Brief
Only an exact copy of every record counts as an answer.

· · · · · · ·

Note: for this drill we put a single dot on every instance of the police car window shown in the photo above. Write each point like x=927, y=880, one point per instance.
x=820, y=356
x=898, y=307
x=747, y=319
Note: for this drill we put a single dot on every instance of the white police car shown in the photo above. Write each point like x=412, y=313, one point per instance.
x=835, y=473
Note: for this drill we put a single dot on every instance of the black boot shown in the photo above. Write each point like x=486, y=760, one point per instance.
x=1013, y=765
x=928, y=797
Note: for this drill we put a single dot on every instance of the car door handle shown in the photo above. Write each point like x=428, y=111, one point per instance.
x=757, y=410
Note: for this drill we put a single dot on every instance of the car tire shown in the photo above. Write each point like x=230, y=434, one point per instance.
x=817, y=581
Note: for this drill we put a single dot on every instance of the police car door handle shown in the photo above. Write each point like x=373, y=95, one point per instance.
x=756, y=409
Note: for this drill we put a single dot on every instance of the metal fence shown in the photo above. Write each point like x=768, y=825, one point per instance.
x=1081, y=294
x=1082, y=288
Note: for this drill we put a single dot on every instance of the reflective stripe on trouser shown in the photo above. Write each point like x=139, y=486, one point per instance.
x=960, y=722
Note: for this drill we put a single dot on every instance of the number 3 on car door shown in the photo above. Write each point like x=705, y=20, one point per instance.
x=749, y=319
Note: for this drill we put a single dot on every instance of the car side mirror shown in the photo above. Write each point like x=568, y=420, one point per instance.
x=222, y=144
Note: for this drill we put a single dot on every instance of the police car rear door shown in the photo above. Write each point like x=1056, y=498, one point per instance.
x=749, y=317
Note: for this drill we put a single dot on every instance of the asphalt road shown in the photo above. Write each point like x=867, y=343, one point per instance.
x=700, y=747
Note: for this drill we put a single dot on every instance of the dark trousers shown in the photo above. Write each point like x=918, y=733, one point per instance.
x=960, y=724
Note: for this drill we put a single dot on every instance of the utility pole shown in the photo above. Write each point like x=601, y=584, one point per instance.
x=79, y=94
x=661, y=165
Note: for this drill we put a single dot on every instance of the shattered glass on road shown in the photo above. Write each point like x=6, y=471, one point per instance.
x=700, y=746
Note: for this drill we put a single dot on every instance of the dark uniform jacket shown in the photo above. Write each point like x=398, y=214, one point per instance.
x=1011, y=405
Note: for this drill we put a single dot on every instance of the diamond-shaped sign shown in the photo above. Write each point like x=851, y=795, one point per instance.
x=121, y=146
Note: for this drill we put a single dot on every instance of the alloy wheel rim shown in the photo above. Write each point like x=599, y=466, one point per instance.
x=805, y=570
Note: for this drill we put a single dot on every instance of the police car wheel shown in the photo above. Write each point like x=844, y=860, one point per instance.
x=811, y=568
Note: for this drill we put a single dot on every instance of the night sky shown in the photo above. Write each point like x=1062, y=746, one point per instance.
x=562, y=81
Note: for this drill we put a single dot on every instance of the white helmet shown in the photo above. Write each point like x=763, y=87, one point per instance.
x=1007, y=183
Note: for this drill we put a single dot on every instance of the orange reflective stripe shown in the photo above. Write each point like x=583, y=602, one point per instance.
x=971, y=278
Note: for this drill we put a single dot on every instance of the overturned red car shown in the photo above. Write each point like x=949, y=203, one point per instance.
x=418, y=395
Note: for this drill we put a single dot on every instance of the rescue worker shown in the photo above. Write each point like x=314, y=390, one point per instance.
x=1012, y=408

· · · · · · ·

Exercise output
Note: for this drill we put a single dot on every instance of the police car window shown in the photo above. Write each point like x=927, y=880, one point per instance.
x=820, y=356
x=898, y=307
x=747, y=319
Note: for this drill we put a single dot on every instance of the white police car shown in the photo above. Write each point like x=412, y=313, one point per instance.
x=835, y=473
Note: for this drill we put a single dot on every instance of the black boot shown in the photo above. Write each point like x=486, y=760, one point per instance.
x=1013, y=765
x=928, y=797
Note: for this drill we put a single dot on every instance of the car door handle shown in the photo above. Write each point like x=428, y=111, one point per instance.
x=757, y=410
Note: for this drill we put a single dot on every instance of the car tire shown in the photo above. Write each point like x=230, y=434, one point per instance.
x=817, y=581
Note: for this drill we put a single dot on every instance of the police car door handle shown in the photo above. Write each point like x=373, y=95, one point per instance.
x=756, y=409
Note: for this drill we put a single dot on every instance of the metal fence shown in the photo above. Write each point like x=768, y=825, one point per instance.
x=1081, y=294
x=1082, y=288
Note: for this drill we put a single dot on every instance of the reflective stripe on trouser shown in the photo above. Write each point like x=139, y=486, one point per instance.
x=960, y=722
Note: for this drill we put a single dot on every instance of the number 3 on car door shown in the photo above. Write each point like x=705, y=20, one point per instance.
x=749, y=319
Note: for this drill we put a single dot on every instance of the car side mirror shown in the photo above. Write each point like x=568, y=420, one point per instance.
x=222, y=144
Note: for this drill we put a single dot on every instance of the police car rear door shown in the photo above. Write each point like x=1056, y=498, one point per instance.
x=749, y=317
Note: for this drill we put a single dot on every instance of the asphalt road shown in the photo above. Write each point like x=867, y=343, one point per instance.
x=700, y=747
Note: for this drill we put a single dot on every instance of the dark trousers shown in the photo above. Write each point like x=918, y=733, one point per instance.
x=960, y=724
Note: for this drill we put a single dot on every instance of the utility pole shown in the photo above. Write each point like x=601, y=584, one point per instance.
x=79, y=94
x=661, y=165
Note: for this drill we put a single dot on every instance of the shattered glass on road shown in the photo above. Write each point like x=6, y=471, one point per instance.
x=700, y=746
Note: for this drill we put a single dot on every instance of the dark uniform jacket shown in the photo above. Write each point like x=398, y=214, one point per instance.
x=1011, y=405
Note: for this drill we put a single dot on every instance of the diamond-shaped sign shown in the photo above. Write each point like x=851, y=795, one point per instance.
x=121, y=146
Note: for this drill we put a single dot on every instance of the alloy wheel rim shown in the photo above. Write each point like x=599, y=466, one point per instance.
x=805, y=570
Note: for this drill we put a single dot on every instance of the police car wheel shown in the photo above. Write each point like x=844, y=860, one point per instance.
x=811, y=568
Note: for this drill we put a single dot on every instance of the night sky shown in the photo above. Write each point like x=1062, y=746, one point per instance.
x=562, y=81
Note: for this drill we put a single dot on every instance of the white helmet shown in the photo above. Write each point like x=763, y=87, one point per instance.
x=1007, y=183
Note: for this drill we put a single dot on every instance of the orange reflective stripe shown in the photo above. Write each point like x=583, y=602, one point per instance.
x=971, y=278
Note: for this drill we put a single dot on every instance of the overturned red car shown in the photo above. Write each point like x=949, y=203, one point per instance.
x=418, y=395
Note: for this drill we put a single dot on every instance of the rescue worker shown in the photo above. Write each point like x=314, y=390, one point per instance.
x=1012, y=408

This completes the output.